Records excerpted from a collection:
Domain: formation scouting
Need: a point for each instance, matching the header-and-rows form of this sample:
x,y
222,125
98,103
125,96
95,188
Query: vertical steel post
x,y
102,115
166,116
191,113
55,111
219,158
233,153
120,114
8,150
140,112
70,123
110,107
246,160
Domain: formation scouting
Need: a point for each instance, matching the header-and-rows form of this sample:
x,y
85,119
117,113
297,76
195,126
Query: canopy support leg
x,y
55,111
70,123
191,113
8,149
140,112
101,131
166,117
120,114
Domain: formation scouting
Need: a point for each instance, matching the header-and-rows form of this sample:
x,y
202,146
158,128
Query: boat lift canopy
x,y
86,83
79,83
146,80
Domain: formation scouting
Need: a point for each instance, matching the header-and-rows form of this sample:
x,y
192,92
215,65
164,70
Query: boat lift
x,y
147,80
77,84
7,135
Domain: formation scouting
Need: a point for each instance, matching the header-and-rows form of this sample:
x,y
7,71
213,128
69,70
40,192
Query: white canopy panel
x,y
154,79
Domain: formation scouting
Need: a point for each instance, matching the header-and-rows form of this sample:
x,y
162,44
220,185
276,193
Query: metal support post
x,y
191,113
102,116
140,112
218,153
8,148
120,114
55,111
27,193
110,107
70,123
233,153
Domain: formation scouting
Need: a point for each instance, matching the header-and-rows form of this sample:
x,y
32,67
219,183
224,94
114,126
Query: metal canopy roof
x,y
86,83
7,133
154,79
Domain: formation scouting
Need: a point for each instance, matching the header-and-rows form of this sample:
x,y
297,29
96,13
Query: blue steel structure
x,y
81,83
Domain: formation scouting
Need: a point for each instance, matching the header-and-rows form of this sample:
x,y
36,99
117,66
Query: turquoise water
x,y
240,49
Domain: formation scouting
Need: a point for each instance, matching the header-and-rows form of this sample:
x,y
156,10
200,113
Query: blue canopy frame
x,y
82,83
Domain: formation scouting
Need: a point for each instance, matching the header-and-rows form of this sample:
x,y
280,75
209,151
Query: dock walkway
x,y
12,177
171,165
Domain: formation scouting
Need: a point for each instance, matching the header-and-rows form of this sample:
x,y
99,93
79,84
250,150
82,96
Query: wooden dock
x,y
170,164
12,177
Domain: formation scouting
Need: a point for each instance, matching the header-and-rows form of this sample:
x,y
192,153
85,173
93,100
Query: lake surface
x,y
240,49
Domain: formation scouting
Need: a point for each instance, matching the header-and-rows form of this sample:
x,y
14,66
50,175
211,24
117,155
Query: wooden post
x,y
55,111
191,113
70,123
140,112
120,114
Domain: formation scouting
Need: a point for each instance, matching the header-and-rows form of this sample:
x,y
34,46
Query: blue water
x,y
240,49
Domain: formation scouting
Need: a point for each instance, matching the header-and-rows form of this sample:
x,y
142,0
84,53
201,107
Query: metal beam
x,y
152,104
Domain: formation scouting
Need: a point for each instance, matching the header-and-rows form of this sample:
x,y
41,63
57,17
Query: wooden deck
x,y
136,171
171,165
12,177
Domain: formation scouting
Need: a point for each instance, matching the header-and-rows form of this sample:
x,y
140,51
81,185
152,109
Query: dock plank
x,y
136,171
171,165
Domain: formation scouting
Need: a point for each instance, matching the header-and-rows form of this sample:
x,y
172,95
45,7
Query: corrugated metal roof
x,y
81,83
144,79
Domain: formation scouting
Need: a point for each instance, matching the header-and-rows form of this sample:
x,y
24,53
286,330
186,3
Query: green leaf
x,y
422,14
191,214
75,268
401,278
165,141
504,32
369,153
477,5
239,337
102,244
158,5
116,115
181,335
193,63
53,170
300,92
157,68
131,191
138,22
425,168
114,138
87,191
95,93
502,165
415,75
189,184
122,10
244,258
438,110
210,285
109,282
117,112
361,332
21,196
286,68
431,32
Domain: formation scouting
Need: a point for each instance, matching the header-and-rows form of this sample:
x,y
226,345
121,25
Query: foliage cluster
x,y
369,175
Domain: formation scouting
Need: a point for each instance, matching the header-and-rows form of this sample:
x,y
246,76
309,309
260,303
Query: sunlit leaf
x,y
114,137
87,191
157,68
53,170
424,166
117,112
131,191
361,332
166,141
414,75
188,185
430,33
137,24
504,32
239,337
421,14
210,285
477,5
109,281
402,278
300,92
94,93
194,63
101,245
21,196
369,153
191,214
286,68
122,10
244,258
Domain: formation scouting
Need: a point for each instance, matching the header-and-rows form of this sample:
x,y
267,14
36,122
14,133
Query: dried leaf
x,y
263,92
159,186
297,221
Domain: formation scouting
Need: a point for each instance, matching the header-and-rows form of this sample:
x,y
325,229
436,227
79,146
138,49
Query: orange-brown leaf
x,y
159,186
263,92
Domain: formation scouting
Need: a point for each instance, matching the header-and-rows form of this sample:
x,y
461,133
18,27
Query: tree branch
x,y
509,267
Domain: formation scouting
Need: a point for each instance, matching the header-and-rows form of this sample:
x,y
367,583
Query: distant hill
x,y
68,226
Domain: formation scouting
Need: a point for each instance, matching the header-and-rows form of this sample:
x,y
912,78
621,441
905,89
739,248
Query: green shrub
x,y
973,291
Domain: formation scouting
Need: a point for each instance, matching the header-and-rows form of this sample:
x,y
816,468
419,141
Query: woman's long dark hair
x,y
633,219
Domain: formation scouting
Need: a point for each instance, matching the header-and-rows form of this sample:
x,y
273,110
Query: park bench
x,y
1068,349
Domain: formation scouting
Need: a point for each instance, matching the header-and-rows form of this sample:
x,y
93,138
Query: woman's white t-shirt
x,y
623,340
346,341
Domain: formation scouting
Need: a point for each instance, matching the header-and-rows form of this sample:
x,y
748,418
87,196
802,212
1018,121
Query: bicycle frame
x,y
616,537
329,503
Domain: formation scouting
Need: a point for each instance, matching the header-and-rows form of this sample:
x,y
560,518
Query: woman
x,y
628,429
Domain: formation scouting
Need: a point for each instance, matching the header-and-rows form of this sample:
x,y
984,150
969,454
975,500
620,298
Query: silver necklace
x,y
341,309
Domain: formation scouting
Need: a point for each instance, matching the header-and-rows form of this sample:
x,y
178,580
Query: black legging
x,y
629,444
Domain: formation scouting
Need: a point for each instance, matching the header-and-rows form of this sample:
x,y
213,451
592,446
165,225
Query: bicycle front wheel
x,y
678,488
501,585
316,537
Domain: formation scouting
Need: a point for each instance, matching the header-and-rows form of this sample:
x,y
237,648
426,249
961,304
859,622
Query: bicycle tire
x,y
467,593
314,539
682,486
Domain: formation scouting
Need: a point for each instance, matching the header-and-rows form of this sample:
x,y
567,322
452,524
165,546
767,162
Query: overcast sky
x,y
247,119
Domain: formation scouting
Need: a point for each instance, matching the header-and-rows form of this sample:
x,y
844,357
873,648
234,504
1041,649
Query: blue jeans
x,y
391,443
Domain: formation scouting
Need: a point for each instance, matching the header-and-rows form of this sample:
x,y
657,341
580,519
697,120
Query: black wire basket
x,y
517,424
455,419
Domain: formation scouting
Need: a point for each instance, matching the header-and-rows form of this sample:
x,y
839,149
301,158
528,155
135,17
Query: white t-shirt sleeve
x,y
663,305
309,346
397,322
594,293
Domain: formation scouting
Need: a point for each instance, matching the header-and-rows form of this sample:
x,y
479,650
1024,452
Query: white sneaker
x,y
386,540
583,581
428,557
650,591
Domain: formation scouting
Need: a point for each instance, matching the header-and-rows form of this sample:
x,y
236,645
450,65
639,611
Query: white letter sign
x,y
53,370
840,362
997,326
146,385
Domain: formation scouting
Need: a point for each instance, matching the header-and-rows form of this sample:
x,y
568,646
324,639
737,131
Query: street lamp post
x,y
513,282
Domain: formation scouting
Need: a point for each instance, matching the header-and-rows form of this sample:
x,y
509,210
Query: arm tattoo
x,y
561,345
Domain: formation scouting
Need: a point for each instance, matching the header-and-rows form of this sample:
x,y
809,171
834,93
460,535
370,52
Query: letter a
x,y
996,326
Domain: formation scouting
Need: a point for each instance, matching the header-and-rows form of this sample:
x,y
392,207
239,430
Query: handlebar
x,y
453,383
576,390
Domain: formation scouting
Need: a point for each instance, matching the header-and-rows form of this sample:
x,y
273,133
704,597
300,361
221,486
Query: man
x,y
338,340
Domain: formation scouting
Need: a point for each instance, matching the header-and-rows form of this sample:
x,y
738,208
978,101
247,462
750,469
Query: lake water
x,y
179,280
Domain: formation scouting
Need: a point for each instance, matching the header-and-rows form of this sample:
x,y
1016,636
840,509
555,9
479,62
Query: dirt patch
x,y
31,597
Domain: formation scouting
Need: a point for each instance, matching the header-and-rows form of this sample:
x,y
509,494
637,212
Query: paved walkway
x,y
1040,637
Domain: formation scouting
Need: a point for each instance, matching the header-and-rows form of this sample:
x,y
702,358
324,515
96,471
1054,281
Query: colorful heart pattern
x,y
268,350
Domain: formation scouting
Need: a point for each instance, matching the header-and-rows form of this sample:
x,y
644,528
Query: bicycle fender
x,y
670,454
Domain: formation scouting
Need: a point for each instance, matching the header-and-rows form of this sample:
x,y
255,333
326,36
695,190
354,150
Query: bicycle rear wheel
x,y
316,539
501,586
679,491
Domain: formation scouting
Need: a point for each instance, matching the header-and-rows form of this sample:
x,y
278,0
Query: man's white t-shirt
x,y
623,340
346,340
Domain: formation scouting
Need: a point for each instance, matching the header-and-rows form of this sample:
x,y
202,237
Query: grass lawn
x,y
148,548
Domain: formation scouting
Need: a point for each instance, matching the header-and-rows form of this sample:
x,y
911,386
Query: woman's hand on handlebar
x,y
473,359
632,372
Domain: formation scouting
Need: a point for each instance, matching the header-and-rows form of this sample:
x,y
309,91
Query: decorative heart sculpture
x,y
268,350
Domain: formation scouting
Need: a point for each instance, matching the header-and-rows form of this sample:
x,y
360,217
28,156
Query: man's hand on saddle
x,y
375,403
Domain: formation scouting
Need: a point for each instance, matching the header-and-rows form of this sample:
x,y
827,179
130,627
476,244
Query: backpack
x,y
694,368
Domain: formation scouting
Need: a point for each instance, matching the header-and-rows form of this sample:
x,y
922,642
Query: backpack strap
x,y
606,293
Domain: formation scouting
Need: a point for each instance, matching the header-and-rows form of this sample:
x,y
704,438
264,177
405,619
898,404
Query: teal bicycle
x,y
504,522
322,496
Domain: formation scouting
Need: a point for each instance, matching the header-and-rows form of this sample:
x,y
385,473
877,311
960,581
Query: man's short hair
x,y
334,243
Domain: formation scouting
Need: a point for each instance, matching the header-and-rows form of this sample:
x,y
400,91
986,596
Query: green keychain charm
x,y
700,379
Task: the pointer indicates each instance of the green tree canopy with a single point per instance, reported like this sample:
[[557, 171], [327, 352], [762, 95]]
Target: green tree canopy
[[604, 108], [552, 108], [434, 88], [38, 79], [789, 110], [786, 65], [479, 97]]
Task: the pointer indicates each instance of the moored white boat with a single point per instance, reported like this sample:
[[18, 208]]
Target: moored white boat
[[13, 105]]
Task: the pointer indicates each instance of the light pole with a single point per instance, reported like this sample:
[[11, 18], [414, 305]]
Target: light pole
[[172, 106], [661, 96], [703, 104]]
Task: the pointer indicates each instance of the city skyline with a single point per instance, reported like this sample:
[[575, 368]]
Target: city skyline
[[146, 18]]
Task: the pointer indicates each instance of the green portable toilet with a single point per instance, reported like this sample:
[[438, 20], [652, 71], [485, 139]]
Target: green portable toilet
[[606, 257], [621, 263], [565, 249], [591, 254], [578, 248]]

Work order -
Your task is to restate, word for word, only those lines above that fall between the line holding "Query: man's short hair" and the line holding "Task: the pointer indicates each instance of the light", inclusive.

Task response -
Query: man's short hair
x,y
334,243
Domain: formation scouting
Need: a point for each instance, matching the header-and-rows form of this sample:
x,y
400,91
986,596
Query: green keychain charm
x,y
700,379
Task: the pointer indicates each instance of the green tree canopy with a single point per instance, reported like this sample:
[[557, 171], [327, 352], [762, 95]]
Target: green tree canopy
[[604, 108], [552, 108], [434, 88], [38, 79], [789, 110], [786, 65], [479, 97]]
Task: the pointer indicates each instance of the moored white boat with a single point per instance, reported like this sample:
[[18, 208]]
Target: moored white boat
[[13, 105]]
Task: the pointer indicates each instance of the light pole with a single point per instance, reported like this sample:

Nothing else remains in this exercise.